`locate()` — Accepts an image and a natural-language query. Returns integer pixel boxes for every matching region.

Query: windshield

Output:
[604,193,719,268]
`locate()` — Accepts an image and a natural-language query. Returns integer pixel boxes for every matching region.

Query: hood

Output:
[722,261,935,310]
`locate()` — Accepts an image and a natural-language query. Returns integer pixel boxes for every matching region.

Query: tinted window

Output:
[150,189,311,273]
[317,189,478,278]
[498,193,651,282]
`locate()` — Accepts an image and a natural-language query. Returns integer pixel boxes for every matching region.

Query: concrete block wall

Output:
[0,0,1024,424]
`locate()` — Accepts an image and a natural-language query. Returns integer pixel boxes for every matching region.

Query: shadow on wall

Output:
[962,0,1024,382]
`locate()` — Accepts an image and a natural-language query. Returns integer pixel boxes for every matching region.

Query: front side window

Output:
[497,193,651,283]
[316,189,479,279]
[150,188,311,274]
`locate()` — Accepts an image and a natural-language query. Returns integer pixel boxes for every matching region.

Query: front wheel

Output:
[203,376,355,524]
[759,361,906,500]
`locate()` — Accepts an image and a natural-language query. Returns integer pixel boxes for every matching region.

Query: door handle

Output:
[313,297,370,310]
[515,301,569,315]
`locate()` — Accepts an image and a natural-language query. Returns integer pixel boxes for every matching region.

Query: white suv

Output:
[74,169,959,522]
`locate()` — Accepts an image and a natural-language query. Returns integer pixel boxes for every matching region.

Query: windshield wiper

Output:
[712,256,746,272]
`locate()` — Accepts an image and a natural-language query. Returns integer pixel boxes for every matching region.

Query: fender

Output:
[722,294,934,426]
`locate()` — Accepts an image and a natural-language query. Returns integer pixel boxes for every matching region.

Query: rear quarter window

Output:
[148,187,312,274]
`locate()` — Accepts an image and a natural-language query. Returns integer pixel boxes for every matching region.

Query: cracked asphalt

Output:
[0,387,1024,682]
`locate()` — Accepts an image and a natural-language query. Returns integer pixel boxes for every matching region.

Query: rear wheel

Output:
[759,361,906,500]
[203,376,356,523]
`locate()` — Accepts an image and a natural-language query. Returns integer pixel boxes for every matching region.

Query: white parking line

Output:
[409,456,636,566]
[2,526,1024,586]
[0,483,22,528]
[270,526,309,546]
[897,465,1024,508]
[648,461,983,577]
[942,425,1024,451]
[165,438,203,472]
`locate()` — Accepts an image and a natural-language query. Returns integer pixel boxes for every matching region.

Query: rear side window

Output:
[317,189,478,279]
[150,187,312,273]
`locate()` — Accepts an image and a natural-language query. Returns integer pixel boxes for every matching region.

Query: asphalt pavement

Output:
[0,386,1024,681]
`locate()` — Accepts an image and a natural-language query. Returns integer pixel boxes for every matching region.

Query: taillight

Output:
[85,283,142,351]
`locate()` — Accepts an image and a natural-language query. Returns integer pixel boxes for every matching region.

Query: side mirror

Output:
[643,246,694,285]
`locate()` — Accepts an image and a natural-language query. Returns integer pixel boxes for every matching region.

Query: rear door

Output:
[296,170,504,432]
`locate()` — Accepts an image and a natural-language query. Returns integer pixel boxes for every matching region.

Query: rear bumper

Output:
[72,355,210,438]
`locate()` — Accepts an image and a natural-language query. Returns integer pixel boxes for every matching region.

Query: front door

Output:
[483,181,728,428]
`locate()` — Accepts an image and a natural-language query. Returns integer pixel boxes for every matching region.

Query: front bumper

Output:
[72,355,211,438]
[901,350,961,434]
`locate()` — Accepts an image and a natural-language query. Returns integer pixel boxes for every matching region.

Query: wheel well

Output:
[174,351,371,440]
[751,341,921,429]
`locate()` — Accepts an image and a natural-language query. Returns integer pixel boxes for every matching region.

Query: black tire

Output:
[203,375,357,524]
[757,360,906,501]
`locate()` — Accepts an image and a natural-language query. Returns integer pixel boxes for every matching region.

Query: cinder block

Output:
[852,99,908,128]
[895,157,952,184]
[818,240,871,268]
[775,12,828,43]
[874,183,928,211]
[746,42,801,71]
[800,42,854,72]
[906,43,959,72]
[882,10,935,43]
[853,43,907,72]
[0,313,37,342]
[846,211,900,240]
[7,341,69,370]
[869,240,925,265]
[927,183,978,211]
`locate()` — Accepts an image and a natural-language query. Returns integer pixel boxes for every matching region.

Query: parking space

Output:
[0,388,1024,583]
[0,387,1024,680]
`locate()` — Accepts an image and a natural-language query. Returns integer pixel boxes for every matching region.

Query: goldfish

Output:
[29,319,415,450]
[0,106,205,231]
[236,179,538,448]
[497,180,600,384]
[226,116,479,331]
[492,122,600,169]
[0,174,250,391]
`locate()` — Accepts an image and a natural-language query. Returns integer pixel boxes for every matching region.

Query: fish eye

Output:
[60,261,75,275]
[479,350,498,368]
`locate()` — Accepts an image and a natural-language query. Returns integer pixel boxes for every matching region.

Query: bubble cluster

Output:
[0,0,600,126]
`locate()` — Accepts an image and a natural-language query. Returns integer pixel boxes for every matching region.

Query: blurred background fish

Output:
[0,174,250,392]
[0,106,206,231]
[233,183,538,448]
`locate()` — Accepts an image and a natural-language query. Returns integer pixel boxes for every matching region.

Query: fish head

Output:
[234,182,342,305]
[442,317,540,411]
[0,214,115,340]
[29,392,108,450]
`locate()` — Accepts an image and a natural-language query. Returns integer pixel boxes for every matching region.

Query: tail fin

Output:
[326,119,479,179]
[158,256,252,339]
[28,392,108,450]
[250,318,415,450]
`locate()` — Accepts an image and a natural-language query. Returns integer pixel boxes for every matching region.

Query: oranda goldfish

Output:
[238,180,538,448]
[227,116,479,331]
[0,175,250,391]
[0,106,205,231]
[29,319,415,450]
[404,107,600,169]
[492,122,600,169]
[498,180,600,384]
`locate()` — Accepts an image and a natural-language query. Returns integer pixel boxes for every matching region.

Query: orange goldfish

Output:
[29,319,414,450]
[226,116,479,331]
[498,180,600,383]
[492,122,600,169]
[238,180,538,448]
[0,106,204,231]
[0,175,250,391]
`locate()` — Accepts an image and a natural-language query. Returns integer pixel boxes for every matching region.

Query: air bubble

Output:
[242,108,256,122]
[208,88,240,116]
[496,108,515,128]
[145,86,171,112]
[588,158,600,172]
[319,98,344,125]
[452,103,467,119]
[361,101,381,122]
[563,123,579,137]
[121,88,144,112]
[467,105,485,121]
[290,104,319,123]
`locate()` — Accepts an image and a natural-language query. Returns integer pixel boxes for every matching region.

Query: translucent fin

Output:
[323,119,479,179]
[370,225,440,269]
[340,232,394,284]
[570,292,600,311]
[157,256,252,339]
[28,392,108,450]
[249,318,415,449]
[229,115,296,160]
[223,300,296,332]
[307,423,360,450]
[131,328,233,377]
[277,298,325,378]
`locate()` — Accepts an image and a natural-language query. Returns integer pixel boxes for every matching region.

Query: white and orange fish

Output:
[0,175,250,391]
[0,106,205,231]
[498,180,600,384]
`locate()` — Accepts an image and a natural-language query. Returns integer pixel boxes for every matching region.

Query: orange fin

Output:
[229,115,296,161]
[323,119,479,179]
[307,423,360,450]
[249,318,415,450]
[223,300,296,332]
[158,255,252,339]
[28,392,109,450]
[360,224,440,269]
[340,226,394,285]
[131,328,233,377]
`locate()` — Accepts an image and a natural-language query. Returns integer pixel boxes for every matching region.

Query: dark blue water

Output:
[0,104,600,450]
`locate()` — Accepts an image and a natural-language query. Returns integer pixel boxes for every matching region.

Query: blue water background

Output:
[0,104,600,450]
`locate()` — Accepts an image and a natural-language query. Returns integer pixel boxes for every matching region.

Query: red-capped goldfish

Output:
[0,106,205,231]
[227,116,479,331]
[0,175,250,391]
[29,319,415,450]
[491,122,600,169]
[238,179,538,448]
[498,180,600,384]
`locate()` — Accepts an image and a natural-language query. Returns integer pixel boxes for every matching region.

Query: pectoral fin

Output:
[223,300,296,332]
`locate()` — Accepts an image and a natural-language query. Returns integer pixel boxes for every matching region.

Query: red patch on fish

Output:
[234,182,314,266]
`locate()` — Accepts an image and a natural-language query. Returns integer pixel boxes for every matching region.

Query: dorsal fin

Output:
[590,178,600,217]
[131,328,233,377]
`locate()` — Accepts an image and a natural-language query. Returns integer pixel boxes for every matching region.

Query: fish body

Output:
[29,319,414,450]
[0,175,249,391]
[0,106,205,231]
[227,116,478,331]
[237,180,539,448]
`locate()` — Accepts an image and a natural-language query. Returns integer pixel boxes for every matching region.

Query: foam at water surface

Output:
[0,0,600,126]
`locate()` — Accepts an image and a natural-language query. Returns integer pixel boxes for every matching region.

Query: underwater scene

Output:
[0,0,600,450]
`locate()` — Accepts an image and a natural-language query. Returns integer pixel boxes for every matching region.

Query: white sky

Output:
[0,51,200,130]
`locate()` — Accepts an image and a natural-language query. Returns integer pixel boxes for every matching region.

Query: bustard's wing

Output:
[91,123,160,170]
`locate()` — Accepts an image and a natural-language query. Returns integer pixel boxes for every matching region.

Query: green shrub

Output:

- - - - - - -

--- Exercise directions ---
Pick out every line in the entries above that contains the string "bubble", matching case exactly, and copy each such line in full.

--- Correct response ---
Query: bubble cluster
Query: air bubble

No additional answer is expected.